Source extract ->
★ ★ ★ ★ ★

The knights refused to co-operate with both the higher nobility to gain power from the cities and with the cities against the princes.[3] Even had the knights attempted to work with the cities or the higher nobility to bring about reform it is extremely unlikely that the higher nobility would have responded favourably.

Conditions in Germany were not like conditions in England. In England, the War of the Roses (1455–1485) that brought Henry VII to the throne had spelled the end of the feudal aristocracy. Prior to the reign of Henry VII the feudal aristocracy had free hand in ruling the country.[4] On the throne, Henry VII sought to strengthen and centralize his government.[5] To do that he needed funds. When his predecessors on the English throne had attempted to raise additional funds, they sought to obtain additional lands for the crown.[6] Under the feudal system, more land would result in more income. However, the king realized that a more efficient way of raising money for his government was to tax the income of the rising class of merchants—especially those in the trade in wool and woolen cloth.[7] Indeed, as a "good businessman" and as a politician, Henry VII was aware that "to enrich the merchants was to enrich himself through increased customs duties".[7] At the same time, Henry VII would "win the gratitude of the business classes.[7] It was this mechanism that weakened and finally ruined the feudal system in England.

★ ★ ★ ★ ★

(Records of labeled points)
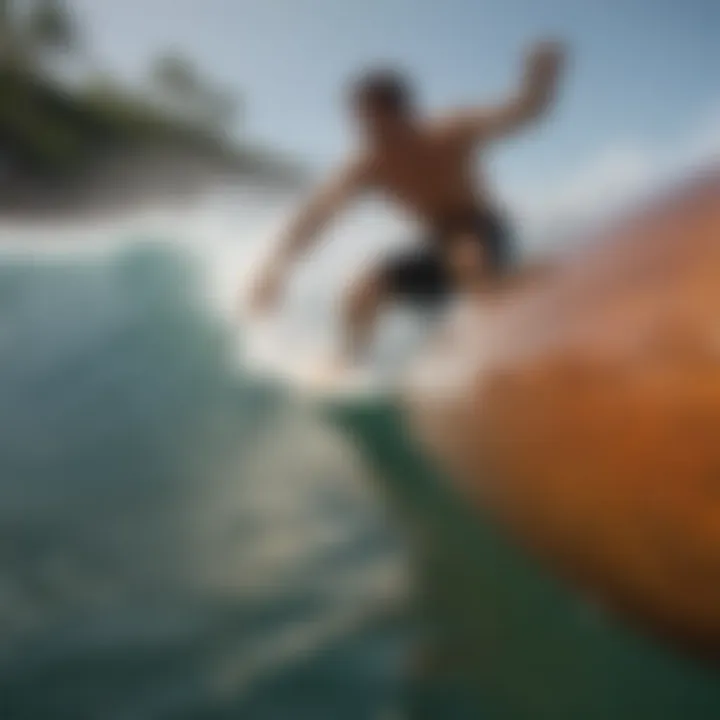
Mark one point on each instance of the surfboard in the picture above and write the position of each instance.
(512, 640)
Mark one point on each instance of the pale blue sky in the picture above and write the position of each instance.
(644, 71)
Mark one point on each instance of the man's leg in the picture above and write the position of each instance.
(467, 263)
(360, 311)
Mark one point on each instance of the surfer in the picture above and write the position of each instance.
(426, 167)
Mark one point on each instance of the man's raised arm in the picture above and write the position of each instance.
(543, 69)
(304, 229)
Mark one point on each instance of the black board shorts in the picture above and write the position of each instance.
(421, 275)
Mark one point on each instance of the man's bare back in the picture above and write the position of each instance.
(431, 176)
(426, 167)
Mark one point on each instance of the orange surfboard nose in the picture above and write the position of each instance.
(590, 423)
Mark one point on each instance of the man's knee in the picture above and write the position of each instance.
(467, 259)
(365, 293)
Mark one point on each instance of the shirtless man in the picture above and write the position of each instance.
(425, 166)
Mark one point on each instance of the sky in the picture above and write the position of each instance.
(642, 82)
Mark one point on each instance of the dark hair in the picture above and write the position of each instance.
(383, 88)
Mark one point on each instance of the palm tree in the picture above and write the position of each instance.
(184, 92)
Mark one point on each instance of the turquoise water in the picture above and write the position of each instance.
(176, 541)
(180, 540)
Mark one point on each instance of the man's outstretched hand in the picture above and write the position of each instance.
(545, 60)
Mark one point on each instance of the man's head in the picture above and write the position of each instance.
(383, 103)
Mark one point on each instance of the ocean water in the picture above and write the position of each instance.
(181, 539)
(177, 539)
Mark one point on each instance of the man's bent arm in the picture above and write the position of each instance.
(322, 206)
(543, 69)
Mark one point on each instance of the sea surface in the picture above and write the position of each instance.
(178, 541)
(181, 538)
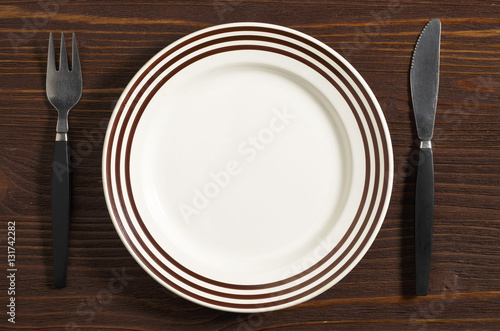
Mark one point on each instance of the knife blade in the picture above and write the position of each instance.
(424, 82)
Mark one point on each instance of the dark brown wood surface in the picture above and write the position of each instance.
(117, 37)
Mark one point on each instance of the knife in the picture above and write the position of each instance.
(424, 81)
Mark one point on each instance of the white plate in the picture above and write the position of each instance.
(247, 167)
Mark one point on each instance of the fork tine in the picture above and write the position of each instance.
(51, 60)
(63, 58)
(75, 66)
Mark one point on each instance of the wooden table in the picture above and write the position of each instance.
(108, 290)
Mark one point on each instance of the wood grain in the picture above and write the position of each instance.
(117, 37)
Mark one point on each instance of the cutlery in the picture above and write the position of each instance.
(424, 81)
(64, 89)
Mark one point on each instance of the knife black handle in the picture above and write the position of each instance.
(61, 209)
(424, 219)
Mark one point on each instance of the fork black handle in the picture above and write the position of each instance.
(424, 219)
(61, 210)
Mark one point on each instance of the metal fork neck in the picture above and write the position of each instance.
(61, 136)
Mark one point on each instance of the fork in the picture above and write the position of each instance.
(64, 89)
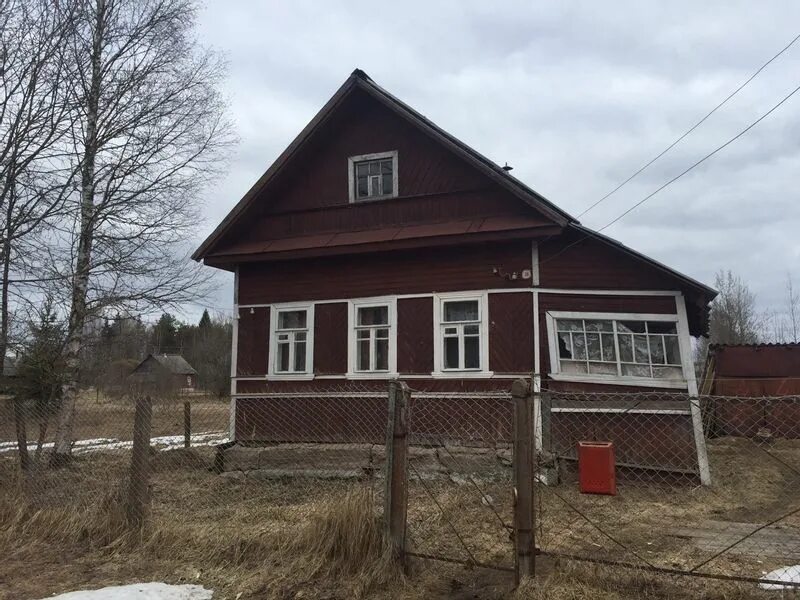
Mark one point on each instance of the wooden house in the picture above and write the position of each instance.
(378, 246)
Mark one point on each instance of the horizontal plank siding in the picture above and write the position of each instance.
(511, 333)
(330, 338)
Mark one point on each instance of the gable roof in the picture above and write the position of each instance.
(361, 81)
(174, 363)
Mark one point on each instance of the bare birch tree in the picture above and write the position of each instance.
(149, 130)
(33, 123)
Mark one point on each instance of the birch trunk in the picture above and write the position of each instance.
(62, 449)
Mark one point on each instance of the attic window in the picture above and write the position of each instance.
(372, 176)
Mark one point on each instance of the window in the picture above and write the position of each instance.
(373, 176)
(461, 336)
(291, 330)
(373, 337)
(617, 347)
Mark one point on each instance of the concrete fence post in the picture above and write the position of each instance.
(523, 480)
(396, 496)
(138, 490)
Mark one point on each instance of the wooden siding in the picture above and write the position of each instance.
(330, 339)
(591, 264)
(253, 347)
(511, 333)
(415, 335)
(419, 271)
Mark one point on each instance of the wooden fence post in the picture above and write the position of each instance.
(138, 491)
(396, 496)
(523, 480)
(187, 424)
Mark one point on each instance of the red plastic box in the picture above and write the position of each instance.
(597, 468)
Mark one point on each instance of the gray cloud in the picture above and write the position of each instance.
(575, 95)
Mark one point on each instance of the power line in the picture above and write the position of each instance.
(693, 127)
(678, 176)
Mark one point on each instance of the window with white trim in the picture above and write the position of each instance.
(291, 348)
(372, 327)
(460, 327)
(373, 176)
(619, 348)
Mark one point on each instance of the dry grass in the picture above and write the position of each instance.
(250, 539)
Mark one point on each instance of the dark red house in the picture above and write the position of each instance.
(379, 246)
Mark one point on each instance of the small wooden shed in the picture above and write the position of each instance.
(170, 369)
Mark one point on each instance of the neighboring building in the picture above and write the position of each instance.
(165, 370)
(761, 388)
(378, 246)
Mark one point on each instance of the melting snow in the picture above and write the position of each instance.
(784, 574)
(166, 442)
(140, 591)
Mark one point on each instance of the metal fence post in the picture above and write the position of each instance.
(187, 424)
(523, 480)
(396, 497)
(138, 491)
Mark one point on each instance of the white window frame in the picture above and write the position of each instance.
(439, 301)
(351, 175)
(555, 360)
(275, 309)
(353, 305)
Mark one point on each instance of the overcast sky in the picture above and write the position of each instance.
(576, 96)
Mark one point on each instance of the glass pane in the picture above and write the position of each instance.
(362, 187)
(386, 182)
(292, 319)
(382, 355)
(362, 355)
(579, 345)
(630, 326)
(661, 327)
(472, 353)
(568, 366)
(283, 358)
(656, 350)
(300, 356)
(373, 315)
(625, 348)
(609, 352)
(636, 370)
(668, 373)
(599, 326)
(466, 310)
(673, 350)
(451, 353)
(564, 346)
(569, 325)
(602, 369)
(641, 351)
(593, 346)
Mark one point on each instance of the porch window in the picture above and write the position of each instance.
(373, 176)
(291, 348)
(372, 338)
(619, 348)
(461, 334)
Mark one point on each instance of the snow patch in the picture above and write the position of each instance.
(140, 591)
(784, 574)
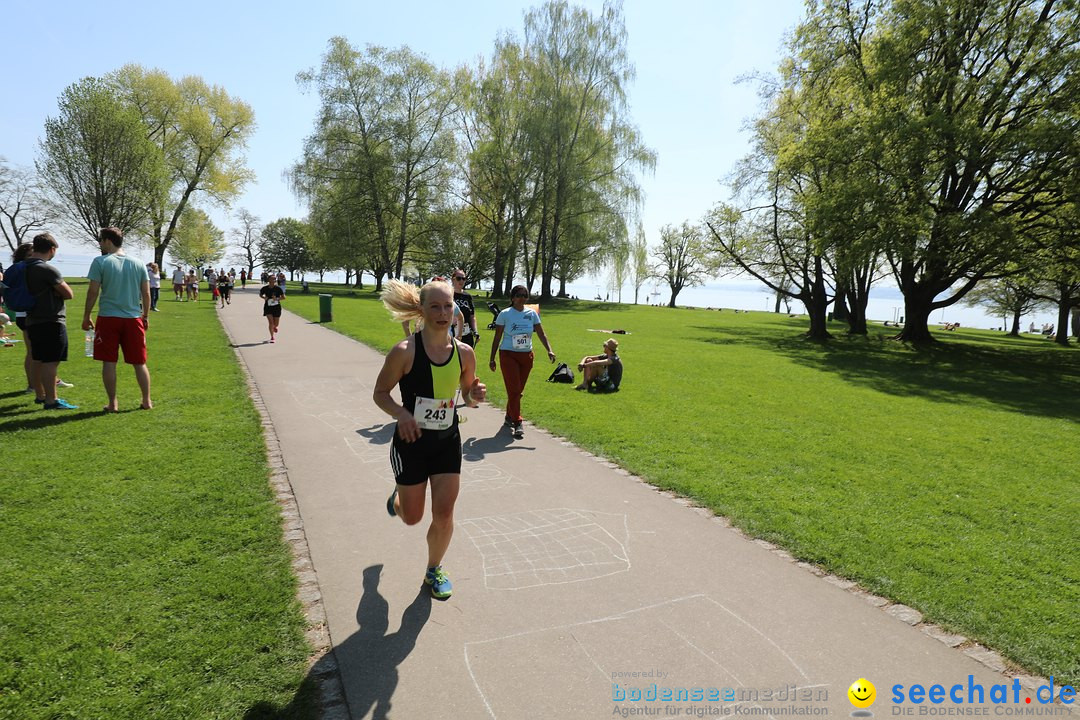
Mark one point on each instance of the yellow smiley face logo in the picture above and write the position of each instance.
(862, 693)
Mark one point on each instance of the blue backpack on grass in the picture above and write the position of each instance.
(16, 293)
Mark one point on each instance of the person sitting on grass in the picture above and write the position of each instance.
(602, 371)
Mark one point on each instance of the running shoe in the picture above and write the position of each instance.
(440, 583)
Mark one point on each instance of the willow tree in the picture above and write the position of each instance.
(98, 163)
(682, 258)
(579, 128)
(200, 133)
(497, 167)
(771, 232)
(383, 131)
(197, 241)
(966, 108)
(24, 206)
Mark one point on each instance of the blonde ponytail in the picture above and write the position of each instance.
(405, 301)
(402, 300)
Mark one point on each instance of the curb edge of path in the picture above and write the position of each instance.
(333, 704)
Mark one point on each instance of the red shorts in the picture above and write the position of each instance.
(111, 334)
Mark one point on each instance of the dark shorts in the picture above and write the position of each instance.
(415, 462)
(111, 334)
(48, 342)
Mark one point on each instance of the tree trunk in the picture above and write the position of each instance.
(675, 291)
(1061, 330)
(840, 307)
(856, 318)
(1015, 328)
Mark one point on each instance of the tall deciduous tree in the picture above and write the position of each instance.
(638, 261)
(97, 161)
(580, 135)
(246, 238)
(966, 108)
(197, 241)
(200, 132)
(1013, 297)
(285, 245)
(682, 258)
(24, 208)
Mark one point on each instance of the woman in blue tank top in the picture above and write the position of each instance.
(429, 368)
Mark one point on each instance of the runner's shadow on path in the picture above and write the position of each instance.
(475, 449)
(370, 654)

★ ★ ★ ★ ★

Exercise brief -> From the passage on feudal Germany and England, print the portion that opens at the words "The knights refused" and ends after the words "have responded favourably.".

Exercise response ->
The knights refused to co-operate with both the higher nobility to gain power from the cities and with the cities against the princes.[3] Even had the knights attempted to work with the cities or the higher nobility to bring about reform it is extremely unlikely that the higher nobility would have responded favourably.